PROBLEM DETAILS: Copy the listing again, starting at the line that contains "Mark a point on each instance of the dense" and ending at the last line of the listing. Replace "vegetation" with "foliage" and leave everything else unchanged.

TASK DATA:
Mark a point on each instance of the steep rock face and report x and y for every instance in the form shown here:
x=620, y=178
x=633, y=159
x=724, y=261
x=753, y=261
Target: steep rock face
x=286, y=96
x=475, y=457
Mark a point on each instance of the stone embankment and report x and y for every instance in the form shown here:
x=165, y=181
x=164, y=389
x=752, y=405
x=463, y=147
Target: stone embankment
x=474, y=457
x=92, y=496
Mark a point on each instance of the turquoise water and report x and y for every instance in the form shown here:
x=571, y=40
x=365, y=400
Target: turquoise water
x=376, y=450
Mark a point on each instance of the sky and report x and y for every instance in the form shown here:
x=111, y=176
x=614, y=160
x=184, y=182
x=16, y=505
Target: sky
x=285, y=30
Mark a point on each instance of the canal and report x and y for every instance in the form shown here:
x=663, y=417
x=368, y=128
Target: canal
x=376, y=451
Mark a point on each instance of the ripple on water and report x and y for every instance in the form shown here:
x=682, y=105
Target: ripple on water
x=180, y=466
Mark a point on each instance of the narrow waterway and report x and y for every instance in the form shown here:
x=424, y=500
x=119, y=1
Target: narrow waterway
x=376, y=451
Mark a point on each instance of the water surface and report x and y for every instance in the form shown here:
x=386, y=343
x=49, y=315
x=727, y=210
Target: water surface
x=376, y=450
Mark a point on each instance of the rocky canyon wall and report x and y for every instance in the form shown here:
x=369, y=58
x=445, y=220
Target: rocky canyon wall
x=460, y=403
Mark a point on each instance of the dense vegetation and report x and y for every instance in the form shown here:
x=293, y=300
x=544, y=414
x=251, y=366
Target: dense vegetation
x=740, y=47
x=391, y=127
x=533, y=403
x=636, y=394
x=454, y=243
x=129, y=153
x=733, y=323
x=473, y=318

REPLY:
Mark a point on each instance of the dense foliage and report x and y for every instance in the form shown here:
x=293, y=300
x=544, y=414
x=251, y=366
Target: dense foliage
x=740, y=47
x=391, y=127
x=533, y=403
x=636, y=394
x=454, y=243
x=129, y=153
x=733, y=323
x=473, y=318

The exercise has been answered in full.